SELECTED TEXT -
————
Belgium has recently set a new record. It has become the first country in the world to permit euthanasia for children. The new law removes the age restrictions on an earlier Belgian law that permitted euthanasia for adults in 2002.
The original law has had its own problematic history. It allowed adults with “unbearable suffering” to request a doctor to administer a lethal injection after several written requests, a waiting period and a medical evaluation of the patient’s mental competence. The law was originally defended as a way for patients with terminal illness and intractable physical pain to seek a merciful exit from their situation.
The application of the law has proved otherwise. “Unbearable suffering” was soon interpreted to include psychological, not only physical pain. A debilitating condition, not only terminal disease, could justify the request for death. Legally euthanized patients have included people suffering from depression, anorexia nervosa and impending blindness. In one case, a transgender citizen unhappy with the results of the sex-change surgery requested and received the lethal treatment. Recent studies indicate that one quarter of the patients euthanized could not have requested the procedure in anything resembling conditions of informed consent.
————
RECORD EXTRACTS -
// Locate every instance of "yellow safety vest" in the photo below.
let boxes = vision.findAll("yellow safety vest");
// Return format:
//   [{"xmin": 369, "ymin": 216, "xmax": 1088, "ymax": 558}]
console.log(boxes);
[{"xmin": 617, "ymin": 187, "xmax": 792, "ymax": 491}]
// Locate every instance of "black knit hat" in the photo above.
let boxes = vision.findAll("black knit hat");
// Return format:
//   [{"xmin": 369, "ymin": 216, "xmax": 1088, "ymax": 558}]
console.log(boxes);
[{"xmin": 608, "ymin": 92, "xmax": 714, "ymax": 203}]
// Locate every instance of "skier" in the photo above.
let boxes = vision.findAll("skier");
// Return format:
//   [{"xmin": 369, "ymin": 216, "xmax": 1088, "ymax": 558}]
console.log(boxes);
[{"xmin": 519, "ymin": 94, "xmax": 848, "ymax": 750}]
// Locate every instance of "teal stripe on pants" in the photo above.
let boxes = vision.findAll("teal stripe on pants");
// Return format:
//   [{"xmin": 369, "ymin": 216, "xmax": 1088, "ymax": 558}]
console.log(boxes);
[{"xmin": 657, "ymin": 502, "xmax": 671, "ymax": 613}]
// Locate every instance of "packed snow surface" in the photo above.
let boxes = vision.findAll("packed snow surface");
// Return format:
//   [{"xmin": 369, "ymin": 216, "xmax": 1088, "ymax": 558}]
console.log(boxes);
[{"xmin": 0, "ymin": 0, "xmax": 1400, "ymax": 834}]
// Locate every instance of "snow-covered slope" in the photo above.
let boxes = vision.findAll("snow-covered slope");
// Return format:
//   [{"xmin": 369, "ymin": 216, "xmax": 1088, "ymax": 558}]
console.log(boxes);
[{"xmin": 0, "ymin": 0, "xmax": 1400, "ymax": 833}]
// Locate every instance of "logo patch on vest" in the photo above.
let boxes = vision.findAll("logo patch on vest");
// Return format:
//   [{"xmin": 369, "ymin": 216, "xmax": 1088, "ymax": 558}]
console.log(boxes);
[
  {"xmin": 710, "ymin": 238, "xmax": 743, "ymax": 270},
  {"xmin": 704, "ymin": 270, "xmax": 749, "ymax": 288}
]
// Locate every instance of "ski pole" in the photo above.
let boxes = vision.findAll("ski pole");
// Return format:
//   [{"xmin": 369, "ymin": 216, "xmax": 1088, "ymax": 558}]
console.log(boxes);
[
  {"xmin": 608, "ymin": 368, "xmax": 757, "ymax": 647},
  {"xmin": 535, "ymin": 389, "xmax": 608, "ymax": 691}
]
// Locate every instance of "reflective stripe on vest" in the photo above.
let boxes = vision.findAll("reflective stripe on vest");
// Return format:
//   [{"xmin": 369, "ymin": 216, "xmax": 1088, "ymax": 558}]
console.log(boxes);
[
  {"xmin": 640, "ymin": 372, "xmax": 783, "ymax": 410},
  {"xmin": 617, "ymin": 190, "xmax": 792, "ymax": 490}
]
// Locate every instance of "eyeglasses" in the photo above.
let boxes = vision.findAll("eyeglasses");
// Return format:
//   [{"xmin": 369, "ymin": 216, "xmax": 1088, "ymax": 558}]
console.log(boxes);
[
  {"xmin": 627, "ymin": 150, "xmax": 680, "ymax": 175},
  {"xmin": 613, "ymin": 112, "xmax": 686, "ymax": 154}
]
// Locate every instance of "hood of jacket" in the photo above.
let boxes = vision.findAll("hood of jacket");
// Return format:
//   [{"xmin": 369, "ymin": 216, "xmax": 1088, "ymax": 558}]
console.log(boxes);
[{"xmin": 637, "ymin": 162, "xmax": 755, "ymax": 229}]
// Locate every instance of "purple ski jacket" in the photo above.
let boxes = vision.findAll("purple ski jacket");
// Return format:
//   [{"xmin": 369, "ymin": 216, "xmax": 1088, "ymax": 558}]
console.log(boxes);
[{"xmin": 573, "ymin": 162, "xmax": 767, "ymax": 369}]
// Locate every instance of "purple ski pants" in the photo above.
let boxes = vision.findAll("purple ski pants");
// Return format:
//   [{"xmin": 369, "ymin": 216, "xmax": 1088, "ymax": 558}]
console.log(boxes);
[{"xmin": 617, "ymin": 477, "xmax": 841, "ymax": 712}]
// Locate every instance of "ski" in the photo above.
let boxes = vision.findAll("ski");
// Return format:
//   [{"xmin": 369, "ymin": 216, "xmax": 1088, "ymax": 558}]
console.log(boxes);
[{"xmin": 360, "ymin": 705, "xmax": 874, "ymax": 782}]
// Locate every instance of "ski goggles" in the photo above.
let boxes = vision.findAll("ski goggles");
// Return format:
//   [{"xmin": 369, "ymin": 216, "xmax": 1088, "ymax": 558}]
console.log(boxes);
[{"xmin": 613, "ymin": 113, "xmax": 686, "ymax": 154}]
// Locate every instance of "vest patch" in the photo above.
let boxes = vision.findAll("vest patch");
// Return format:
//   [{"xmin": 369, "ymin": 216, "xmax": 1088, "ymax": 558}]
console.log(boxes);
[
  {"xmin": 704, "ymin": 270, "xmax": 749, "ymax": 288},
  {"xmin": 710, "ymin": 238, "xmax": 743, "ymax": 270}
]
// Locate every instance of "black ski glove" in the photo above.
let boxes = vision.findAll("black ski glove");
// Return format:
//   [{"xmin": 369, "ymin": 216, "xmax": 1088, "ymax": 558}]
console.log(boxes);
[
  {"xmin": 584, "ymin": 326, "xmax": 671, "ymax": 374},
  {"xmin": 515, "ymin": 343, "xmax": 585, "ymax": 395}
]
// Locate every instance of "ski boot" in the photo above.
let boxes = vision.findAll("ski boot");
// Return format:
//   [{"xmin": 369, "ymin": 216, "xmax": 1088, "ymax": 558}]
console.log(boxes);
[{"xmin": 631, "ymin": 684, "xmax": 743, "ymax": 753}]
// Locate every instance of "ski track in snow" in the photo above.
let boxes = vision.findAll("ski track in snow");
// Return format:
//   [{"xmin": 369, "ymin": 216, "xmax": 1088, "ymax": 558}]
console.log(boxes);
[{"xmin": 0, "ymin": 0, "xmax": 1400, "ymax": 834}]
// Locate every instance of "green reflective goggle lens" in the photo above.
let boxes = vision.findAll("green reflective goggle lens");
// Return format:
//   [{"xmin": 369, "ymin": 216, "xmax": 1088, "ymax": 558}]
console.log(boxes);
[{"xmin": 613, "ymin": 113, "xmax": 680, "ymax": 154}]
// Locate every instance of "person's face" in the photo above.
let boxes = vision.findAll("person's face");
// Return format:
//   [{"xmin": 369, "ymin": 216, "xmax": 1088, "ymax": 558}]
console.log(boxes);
————
PROBLEMS TO SOLVE -
A) Transcribe the passage on Belgian euthanasia law from "The original law" to "from their situation.".
B) Answer these questions from the passage on Belgian euthanasia law:
(i) In what year did the earlier Belgian law permit euthanasia for adults?
(ii) Under that law, what phrase describes the suffering that allowed adults to request a lethal injection?
(iii) According to recent studies, what share of euthanized patients could not have requested the procedure under anything resembling informed consent?

ANSWER SECTION -
A)
The original law has had its own problematic history. It allowed adults with “unbearable suffering” to request a doctor to administer a lethal injection after several written requests, a waiting period and a medical evaluation of the patient’s mental competence. The law was originally defended as a way for patients with terminal illness and intractable physical pain to seek a merciful exit from their situation.

B)
(i) 2002
(ii) "Unbearable suffering"
(iii) One quarter